* **Job**
Copy every one of the following rows word for word, with no changes.

* **The records**
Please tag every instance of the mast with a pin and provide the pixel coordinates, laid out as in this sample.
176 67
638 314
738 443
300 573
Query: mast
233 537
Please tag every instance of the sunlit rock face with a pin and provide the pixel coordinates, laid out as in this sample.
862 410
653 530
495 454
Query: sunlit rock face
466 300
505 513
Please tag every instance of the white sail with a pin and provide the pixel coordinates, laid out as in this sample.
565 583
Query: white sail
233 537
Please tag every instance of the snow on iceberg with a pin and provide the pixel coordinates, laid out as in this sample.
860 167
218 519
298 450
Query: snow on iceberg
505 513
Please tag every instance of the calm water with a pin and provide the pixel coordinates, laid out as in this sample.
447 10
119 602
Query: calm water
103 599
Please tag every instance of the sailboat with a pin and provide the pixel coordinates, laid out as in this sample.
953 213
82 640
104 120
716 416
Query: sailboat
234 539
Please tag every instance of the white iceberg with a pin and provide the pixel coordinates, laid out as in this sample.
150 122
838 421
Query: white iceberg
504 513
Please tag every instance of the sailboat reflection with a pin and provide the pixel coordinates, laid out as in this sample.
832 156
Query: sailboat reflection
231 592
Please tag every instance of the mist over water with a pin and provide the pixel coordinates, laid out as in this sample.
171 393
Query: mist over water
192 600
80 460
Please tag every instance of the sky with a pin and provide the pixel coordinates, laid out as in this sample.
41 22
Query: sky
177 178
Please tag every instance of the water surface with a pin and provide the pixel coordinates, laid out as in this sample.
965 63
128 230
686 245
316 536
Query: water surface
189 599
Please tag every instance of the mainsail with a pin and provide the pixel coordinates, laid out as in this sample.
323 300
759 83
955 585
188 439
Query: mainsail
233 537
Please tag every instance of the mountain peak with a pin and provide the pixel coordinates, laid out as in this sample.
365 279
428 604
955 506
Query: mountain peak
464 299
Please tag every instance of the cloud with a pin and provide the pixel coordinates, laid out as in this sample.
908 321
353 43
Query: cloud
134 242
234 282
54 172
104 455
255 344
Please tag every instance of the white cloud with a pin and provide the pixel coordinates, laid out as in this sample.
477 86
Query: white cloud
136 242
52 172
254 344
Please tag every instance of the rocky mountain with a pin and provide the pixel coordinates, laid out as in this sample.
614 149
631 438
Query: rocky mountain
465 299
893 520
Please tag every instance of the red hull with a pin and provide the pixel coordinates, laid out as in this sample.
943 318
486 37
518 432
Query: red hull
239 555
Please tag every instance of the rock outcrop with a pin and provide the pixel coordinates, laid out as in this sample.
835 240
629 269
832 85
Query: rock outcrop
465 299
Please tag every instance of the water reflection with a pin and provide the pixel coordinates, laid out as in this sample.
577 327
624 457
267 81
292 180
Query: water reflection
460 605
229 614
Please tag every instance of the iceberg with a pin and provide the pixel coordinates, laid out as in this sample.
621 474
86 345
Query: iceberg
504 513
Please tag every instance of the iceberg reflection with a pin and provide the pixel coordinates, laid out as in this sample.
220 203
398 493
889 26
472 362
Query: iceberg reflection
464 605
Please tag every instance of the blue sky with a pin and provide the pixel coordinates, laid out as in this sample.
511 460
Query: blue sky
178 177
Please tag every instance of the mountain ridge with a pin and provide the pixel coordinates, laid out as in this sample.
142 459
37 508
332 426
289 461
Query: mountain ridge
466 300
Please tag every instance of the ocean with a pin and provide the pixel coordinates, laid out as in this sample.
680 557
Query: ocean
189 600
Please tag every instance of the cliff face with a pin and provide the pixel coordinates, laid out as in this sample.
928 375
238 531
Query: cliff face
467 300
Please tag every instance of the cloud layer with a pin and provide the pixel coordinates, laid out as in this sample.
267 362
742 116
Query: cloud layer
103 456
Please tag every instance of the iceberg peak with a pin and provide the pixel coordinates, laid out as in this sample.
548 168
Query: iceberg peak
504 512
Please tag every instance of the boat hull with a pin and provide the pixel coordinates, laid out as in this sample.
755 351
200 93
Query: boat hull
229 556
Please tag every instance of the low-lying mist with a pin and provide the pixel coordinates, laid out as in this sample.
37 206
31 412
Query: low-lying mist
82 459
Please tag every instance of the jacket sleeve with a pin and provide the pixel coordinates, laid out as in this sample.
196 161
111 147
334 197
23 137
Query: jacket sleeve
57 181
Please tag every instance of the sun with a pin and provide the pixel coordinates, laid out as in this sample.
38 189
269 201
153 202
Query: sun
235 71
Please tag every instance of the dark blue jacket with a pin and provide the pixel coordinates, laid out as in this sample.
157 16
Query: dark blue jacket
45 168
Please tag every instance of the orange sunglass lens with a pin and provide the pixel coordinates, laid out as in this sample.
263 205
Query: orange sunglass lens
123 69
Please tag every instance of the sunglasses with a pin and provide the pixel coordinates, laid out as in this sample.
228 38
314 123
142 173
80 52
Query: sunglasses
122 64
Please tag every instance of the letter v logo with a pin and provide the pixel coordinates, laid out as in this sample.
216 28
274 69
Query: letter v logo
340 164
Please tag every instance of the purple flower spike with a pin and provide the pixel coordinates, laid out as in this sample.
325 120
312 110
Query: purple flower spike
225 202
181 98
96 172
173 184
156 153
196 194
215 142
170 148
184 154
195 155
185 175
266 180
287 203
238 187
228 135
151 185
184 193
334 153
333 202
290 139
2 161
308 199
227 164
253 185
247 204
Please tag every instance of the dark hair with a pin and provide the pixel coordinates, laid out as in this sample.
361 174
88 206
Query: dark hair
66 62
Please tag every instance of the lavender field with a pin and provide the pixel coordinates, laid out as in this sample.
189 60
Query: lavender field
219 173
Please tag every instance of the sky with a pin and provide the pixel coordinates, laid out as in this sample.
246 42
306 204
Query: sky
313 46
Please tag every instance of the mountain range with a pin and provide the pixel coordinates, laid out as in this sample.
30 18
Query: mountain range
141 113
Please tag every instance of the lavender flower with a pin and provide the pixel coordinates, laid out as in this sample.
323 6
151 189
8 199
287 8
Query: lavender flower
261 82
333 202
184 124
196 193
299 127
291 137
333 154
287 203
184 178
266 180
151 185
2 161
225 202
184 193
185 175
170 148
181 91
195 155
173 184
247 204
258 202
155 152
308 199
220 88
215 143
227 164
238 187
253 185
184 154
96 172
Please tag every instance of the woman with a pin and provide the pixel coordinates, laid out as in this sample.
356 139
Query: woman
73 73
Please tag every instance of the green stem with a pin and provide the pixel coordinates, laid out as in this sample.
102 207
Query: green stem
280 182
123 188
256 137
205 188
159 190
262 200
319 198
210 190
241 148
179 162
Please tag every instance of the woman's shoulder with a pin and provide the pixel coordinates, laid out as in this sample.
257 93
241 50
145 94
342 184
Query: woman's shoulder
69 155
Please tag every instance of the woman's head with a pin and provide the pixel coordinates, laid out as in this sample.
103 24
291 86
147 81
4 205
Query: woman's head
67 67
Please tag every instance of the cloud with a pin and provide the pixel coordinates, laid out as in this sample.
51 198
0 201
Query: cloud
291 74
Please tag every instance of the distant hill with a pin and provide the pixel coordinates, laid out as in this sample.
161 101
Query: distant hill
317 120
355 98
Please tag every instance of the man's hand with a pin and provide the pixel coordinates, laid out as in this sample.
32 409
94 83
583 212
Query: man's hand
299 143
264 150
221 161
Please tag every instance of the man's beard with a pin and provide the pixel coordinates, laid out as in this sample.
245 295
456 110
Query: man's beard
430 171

* **Result of the exercise**
Please tag every instance of the mast with a pin and provide the pixel coordinates, laid out as in this sample.
176 67
638 314
738 443
300 573
Query: mast
233 537
Please tag every instance of the sunlit rock face with a pin and provide the pixel coordinates, laid out as in this sample.
862 410
653 530
495 454
Query: sunlit rock face
466 300
505 513
Please tag every instance of the white sail with a pin and provide the pixel coordinates, laid out as in this sample.
565 583
Query: white sail
233 537
Please tag every instance of the snow on iceberg with a pin and provide the pixel coordinates, laid out as in this sample.
860 167
218 519
298 450
Query: snow on iceberg
505 513
Please tag every instance of the calm water with a pin and provide the pixel coordinates, laid out as in this sample.
447 10
119 602
Query: calm water
103 599
Please tag every instance of the sailboat with a pin and provide the pixel coordinates, laid out as in this sample.
953 213
82 640
104 120
716 416
Query: sailboat
234 539
Please tag every instance of the white iceberg with a pin and provide the pixel coordinates, laid out as in this sample.
150 122
838 421
Query: white iceberg
504 513
Please tag every instance of the sailboat reflection with a pin and provide the pixel coordinates, laid out as in this sample.
832 156
Query: sailboat reflection
231 592
Please tag every instance of the mist over water with a pin and provide the pixel coordinates, laid out as in this sample.
171 393
Query: mist over water
192 600
80 460
Please tag every instance of the sky with a pin and provide the pixel coordinates, laid out as in this sample.
41 22
Query: sky
177 178
Please tag every instance of the water surface with a pin and provide the pixel coordinates, laid out as in this sample.
965 63
128 230
686 245
316 536
Query: water surface
189 599
Please tag every instance of the mainsail with a pin and provide the pixel coordinates, laid out as in this sample.
323 300
759 83
955 585
188 439
Query: mainsail
233 537
Please tag every instance of the mountain peak with a pin and provide the pixel coordinates, laid out as in this sample.
365 279
428 604
955 506
Query: mountain peak
464 299
Please tag every instance of the cloud with a pin and provide the pixel coordinates, laid out as in this sample.
908 321
353 43
Query: cloud
134 242
234 282
54 172
104 455
255 344
Please tag every instance of the white cloud with a pin and provide the pixel coordinates, laid out as in this sample.
477 86
Query: white cloud
136 242
52 172
254 344
Please tag every instance of the rocky mountain with a pin and provide the pixel coordinates, laid out as in this sample.
614 149
631 438
Query: rocky mountain
465 299
893 520
Please tag every instance of the red hull with a pin and provide the pixel coordinates, laid out as in this sample.
943 318
486 37
518 432
Query: red hull
239 555
Please tag every instance of the rock outcrop with a pin and provide the pixel coordinates, laid out as in this sample.
835 240
629 269
832 85
Query: rock outcrop
465 299
Please tag every instance of the water reflection with a pin and provide the pixel coordinates, laid out as in this sample.
577 327
624 457
267 81
292 180
Query: water reflection
460 605
229 614
Please tag every instance of the iceberg with a pin and provide the pixel coordinates, laid out as in this sample.
621 474
86 345
Query: iceberg
504 513
Please tag every instance of the iceberg reflection with a pin and provide the pixel coordinates, laid out as in this sample.
220 203
398 493
889 26
472 362
Query: iceberg reflection
464 605
Please tag every instance of the blue sky with a pin and provide the pixel coordinates, laid out as in this sample.
511 460
Query: blue sky
178 177
Please tag every instance of the mountain ridge with a pin and provide the pixel coordinates, laid out as in this sample.
142 459
37 508
332 426
289 461
Query: mountain ridge
466 300
Please tag every instance of the ocean with a pin and provide the pixel coordinates, laid out as in this sample.
680 557
Query: ocean
189 600
Please tag every instance of the cliff face with a pin and provide the pixel coordinates, laid out as in this sample.
928 375
238 531
Query: cliff face
467 300
Please tag every instance of the cloud layer with a pin and provide the pixel coordinates, laid out as in this sample.
267 362
742 116
Query: cloud layer
103 456
Please tag every instance of the iceberg peak with a pin and provide the pixel coordinates, laid out as in this sample.
548 168
Query: iceberg peak
504 512
Please tag every instance of the boat hull with a pin and provide the pixel coordinates, laid out as in this sample.
755 351
200 93
Query: boat hull
229 556
Please tag every instance of the low-lying mist with a pin and provide the pixel coordinates, laid out as in this sample.
37 206
31 412
Query: low-lying mist
82 459
Please tag every instance of the jacket sleeve with a pin and provide the pixel coordinates, laid out as in this sample.
196 161
111 147
334 197
23 137
Query: jacket sleeve
57 181
Please tag every instance of the sun with a pin and provide the pixel coordinates, laid out as in this sample.
38 189
269 201
153 202
Query: sun
235 71
Please tag every instance of the dark blue jacket with a pin and provide the pixel coordinates, laid out as in this sample.
157 16
Query: dark blue jacket
45 168
Please tag every instance of the orange sunglass lens with a pin and provide the pixel coordinates, laid out as in this sample.
263 205
Query: orange sunglass lens
123 69
Please tag every instance of the sunglasses with a pin and provide the pixel coordinates, laid out as in this sample.
228 38
314 123
142 173
80 52
Query: sunglasses
122 64
Please tag every instance of the letter v logo with a pin and provide the pixel coordinates, laid out as in this sample.
216 28
274 69
Query: letter v logo
340 164
Please tag every instance of the purple flower spike with a pin and provide the pixel coordinates, laid out as in this sample.
325 120
312 110
Query: purple flower spike
225 202
181 98
96 172
173 184
156 153
196 194
215 142
170 148
184 154
195 155
185 175
266 180
287 203
238 187
228 135
151 185
184 193
334 153
333 202
290 139
2 161
308 199
227 164
253 185
247 204
Please tag every instance of the dark hair with a pin and provide the pixel coordinates, laid out as in this sample.
361 174
88 206
Query: dark hair
66 62
Please tag every instance of the lavender field with a pin and provide the pixel coordinates, laid out as in this sample.
189 60
Query: lavender field
219 173
Please tag every instance of the sky with a pin and provide the pixel coordinates, laid out as in this sample.
246 42
306 204
Query: sky
313 46
Please tag every instance of the mountain range with a pin and provide the pixel coordinates, laid out as in this sample.
30 18
Query: mountain range
141 113
Please tag every instance of the lavender flower with a pin and provide the pixel coordinates, laid out as in this sample.
323 6
151 189
8 199
287 8
Query: lavender flower
261 82
333 202
184 124
196 193
299 127
291 137
333 154
287 203
184 178
266 180
151 185
2 161
225 202
184 193
185 175
170 148
181 91
195 155
173 184
247 204
258 202
155 152
308 199
220 88
215 143
227 164
238 187
253 185
184 154
96 172
Please tag every instance of the woman with a pin and provide the pixel coordinates, laid out as in this sample.
356 139
Query: woman
73 73
Please tag every instance of the green stem with a pin and provide the pixel coordinates, laid out as in this sample.
102 207
Query: green stem
280 182
123 188
256 137
205 188
159 190
262 200
319 198
210 190
241 148
179 162
Please tag every instance of the woman's shoulder with a pin and provide the pixel coordinates, laid out as in this sample.
257 93
241 50
145 94
342 184
Query: woman's shoulder
69 155
Please tag every instance of the woman's head with a pin and provide the pixel coordinates, laid out as in this sample.
103 24
291 86
147 81
4 205
Query: woman's head
67 67
Please tag every instance of the cloud with a pin and provide the pixel coordinates, laid out as in this sample.
51 198
0 201
Query: cloud
291 74
Please tag every instance of the distant hill with a pin and provide the pixel coordinates, laid out as in this sample.
161 101
Query: distant hill
317 120
355 98
Please tag every instance of the man's hand with a pin and provide the pixel coordinates, laid out as in this sample.
32 409
94 83
583 212
Query: man's hand
299 143
264 150
221 161
Please tag every instance of the man's beard with a pin and provide the pixel coordinates, laid out as in this sample.
245 295
456 110
Query: man's beard
430 171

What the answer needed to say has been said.